WORK ORDER:
The expected output is the data below, restated word for word.

Start of SOURCE MATERIAL

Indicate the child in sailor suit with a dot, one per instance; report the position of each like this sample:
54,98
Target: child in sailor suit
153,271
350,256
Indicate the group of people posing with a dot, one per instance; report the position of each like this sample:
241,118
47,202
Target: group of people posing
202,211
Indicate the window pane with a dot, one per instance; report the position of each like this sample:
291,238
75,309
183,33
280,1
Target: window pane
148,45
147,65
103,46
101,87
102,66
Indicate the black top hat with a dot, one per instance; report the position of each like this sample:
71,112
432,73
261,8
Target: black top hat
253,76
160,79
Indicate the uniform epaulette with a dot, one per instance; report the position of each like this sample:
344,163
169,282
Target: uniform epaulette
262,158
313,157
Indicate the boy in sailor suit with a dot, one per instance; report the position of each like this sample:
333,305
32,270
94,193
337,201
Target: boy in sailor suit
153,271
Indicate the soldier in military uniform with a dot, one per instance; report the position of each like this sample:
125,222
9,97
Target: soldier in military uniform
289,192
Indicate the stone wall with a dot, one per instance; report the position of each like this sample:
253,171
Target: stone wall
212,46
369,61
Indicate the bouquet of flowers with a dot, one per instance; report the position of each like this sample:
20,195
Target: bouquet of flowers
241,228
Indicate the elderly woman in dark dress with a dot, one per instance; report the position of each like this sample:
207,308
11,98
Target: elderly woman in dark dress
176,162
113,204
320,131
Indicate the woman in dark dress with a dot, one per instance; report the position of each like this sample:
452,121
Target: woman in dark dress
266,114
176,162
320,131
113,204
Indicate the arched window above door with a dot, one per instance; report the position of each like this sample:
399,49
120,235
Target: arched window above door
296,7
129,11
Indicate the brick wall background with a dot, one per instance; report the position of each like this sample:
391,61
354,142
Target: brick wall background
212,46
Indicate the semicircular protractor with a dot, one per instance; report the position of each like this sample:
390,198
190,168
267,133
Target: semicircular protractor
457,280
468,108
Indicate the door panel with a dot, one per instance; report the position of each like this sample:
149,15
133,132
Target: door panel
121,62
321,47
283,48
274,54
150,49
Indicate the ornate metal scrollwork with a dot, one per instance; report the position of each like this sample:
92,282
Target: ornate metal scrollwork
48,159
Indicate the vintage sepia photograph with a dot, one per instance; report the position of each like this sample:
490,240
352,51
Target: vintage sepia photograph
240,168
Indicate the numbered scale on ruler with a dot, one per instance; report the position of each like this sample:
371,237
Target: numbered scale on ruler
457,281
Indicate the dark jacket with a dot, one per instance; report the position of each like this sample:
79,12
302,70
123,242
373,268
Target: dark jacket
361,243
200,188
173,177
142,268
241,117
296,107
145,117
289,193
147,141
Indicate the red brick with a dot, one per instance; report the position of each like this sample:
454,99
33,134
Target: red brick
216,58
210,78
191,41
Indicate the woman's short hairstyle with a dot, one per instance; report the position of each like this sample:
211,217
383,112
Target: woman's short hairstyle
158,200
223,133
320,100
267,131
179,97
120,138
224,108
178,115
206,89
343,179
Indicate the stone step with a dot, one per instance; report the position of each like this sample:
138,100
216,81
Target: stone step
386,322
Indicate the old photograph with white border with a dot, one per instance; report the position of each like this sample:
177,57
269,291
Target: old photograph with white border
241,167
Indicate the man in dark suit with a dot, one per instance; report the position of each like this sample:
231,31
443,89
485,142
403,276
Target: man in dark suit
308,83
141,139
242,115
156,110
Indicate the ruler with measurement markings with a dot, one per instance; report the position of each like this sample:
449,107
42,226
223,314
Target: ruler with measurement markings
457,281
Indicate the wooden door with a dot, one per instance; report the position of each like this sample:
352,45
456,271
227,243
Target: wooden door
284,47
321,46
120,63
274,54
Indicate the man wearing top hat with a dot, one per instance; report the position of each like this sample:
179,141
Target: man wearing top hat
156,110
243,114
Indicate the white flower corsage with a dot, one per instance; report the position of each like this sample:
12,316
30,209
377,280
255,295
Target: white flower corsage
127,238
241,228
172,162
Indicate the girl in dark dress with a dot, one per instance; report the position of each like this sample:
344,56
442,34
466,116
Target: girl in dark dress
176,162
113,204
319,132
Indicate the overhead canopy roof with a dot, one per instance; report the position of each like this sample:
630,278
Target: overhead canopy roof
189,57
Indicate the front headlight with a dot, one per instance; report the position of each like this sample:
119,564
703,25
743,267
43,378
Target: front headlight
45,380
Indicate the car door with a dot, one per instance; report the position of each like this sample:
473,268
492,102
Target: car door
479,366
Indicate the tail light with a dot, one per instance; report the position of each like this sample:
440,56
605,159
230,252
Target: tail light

End of SOURCE MATERIAL

RESULT FOR THIS EXERCISE:
Indicate the child in sailor suit with a dot, one per instance; report the position of each like this sample:
54,98
Target: child in sailor suit
153,271
350,256
Indicate the group of people posing with a dot, one per instance; report the position of each like this sample:
241,118
47,202
Target: group of people posing
202,211
Indicate the window pane with a dot, one per instance; report the position of each like this sample:
291,238
75,309
183,33
280,1
Target: window pane
148,45
147,65
103,46
101,87
102,66
Indicate the black top hat with a dot, one per instance; report the position of each like this sample:
71,112
432,73
261,8
Target: black top hat
253,76
160,79
Indicate the uniform epaulette with a dot, one per instance; report the position of each like this sample:
344,163
169,282
Target: uniform epaulette
262,158
313,157
Indicate the boy in sailor suit with a dot, one per instance; report the position of each like this sample:
333,305
32,270
94,193
337,201
Target: boy in sailor suit
153,271
Indicate the soldier in military uniform with a dot, one per instance; report the position of each like this sample:
125,222
9,97
Target: soldier in military uniform
289,192
Indicate the stone wall with a dot, one per instance; report the position of each like this sample:
253,171
Target: stone wall
212,46
369,61
Indicate the bouquet of flowers with a dot, one per instance; report the position of each like this sample:
20,195
Target: bouquet of flowers
241,228
Indicate the elderly woman in dark dress with a dot, one per instance; report the position of each like this sample:
207,308
11,98
Target: elderly woman in dark dress
176,162
113,204
320,131
Indicate the woman in dark dress with a dot, one per instance; report the position of each like this sample:
452,121
Target: woman in dark dress
266,114
176,162
320,131
113,204
Indicate the arched window above door with a dot, one per instance; report the position of each like this sample:
399,49
120,235
Target: arched window above door
296,7
129,11
Indicate the brick wall background with a dot, one per instance; report the position of each like this sample:
391,61
354,142
Target: brick wall background
212,46
Indicate the semicircular protractor with a dot, one per instance; report the position of each like this sample:
390,198
190,168
267,133
Target: semicircular protractor
457,280
468,108
Indicate the door panel with a dot, one per instance; report the position of each like this sample:
149,15
133,132
Target: door panel
121,62
321,47
283,48
274,54
150,49
Indicate the ornate metal scrollwork with a dot, one per instance; report the position of each like this sample:
92,282
Target: ornate metal scrollwork
48,159
Indicate the vintage sepia photograph with a dot, one per instance; report the position of each like this sample:
490,240
352,51
Target: vintage sepia photograph
240,168
Indicate the numbered scale on ruler with a dot, one per instance; report the position of each like this sample:
371,237
Target: numbered scale on ruler
457,281
Indicate the dark jacket with a dot, one per instance; report the position of each like this sample:
79,12
302,70
123,242
373,268
Target: dark jacket
361,243
200,188
173,177
142,268
241,117
296,107
145,117
289,193
147,141
Indicate the red brick with a dot, one per instance; report the position of each like this sample:
454,99
33,134
Target: red brick
216,58
210,78
191,41
Indicate the woman's short hairstyle with a dot, one per instance; report the position of each like this sample:
211,217
383,112
Target: woman's short hairstyle
158,200
223,133
320,100
267,131
179,97
120,138
224,108
178,115
206,89
343,179
Indicate the stone step with a dot, one per instance; report the position of each like this sample:
138,100
216,81
Target: stone step
386,322
Indicate the old photograph with white border with a dot, one per instance; report the position of each like this sample:
177,57
269,291
Target: old photograph with white border
241,167
Indicate the man in dark suit with a dot, one per instance; report the position of each like this sample:
231,31
443,89
485,142
403,276
Target: man in dark suit
308,83
141,139
242,115
156,110
Indicate the ruler with measurement markings with a dot, one per instance; report the position of each like this sample:
449,107
42,226
223,314
Target: ruler with measurement markings
457,281
Indicate the wooden door with a dot, one per instance; report the position of each like this sample:
352,45
456,271
227,243
Target: wooden door
284,47
321,46
120,63
274,54
Indicate the man wearing top hat with a dot, one per instance; report the position of each like this sample:
179,141
Target: man wearing top hat
156,110
243,114
Indicate the white flower corsage with a dot, one per instance; report the position of each like this sample:
12,316
30,209
377,280
255,295
Target: white flower corsage
127,238
241,228
172,162
Indicate the girl in dark dress with a dot, one per instance; report the position of each like this sample:
344,56
442,34
466,116
Target: girl in dark dress
176,162
113,204
319,132
Indicate the overhead canopy roof with a dot, one per instance; report the position of each like this sample:
630,278
Target: overhead canopy roof
189,57
Indicate the front headlight with a dot, one per instance; report the position of each like this sample:
119,564
703,25
743,267
43,378
Target: front headlight
45,380
Indicate the car door with a dot, one per instance; report the position of each like this sample:
473,268
492,102
Target: car door
479,366
Indicate the tail light with a dot, one per instance; report the position of each like this sample:
440,56
605,159
230,252
Target: tail light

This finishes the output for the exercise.